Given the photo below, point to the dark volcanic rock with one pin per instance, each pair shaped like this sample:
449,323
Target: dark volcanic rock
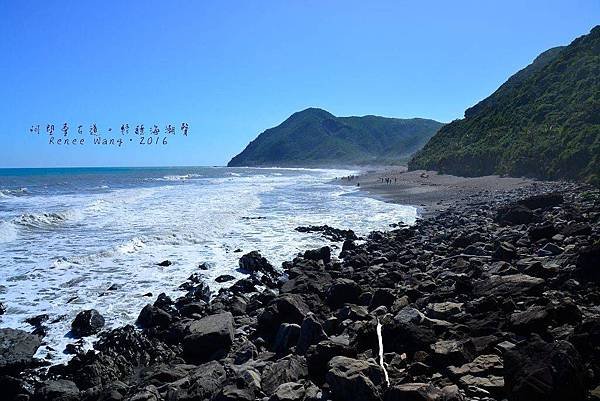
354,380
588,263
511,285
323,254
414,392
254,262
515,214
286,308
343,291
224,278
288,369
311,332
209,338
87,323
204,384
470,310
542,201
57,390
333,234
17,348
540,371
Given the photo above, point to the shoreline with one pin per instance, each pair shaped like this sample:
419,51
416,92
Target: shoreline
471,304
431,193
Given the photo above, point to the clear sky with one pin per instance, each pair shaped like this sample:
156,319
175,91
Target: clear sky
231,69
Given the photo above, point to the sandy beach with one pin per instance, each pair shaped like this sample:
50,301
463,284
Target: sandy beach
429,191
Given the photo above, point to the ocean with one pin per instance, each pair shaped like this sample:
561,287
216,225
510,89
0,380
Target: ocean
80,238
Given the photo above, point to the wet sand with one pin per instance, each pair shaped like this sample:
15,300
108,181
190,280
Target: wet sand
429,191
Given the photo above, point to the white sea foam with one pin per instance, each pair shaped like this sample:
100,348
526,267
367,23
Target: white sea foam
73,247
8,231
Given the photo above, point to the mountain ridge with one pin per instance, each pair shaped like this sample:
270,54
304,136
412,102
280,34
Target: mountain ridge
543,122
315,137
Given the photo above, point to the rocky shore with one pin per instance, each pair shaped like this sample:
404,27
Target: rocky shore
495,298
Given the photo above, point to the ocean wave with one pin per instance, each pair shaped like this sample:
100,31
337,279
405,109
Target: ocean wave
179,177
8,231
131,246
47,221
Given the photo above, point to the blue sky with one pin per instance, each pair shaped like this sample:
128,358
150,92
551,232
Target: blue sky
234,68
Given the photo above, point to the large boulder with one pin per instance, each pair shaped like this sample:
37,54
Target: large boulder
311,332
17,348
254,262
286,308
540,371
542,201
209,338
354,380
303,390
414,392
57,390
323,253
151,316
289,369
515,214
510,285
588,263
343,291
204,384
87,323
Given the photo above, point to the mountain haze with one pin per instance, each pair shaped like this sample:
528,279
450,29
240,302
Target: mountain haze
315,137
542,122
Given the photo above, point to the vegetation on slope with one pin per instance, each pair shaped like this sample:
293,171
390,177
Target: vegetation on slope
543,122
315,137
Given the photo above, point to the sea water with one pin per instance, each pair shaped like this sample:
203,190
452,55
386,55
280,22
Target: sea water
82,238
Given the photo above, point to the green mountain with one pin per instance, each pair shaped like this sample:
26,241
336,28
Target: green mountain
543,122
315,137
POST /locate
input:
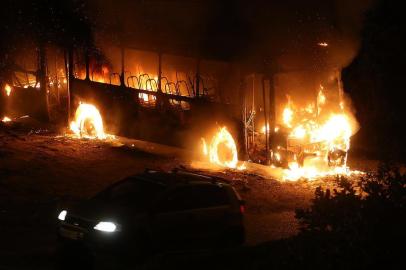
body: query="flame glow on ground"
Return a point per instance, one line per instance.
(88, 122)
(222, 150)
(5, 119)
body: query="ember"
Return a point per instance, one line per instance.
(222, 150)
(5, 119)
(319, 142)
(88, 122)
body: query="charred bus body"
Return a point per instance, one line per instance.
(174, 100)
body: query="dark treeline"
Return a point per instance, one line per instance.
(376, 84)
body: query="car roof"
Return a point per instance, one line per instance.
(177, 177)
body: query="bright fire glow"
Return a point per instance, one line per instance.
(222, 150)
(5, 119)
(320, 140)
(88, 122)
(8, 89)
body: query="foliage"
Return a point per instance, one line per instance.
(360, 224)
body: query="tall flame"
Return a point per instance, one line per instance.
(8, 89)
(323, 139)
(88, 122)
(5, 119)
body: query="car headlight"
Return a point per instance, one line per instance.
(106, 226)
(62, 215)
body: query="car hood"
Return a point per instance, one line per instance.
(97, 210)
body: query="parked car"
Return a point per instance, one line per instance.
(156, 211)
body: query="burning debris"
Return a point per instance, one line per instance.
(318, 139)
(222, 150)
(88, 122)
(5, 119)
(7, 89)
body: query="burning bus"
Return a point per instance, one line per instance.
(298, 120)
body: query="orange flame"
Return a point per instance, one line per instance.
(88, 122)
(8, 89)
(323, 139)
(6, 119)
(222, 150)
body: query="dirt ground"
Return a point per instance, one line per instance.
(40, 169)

### What the exercise asks
Search the material above for "glow". Copy each line that has it.

### Result below
body: query="flame glow on ground"
body: query="bright fire glow"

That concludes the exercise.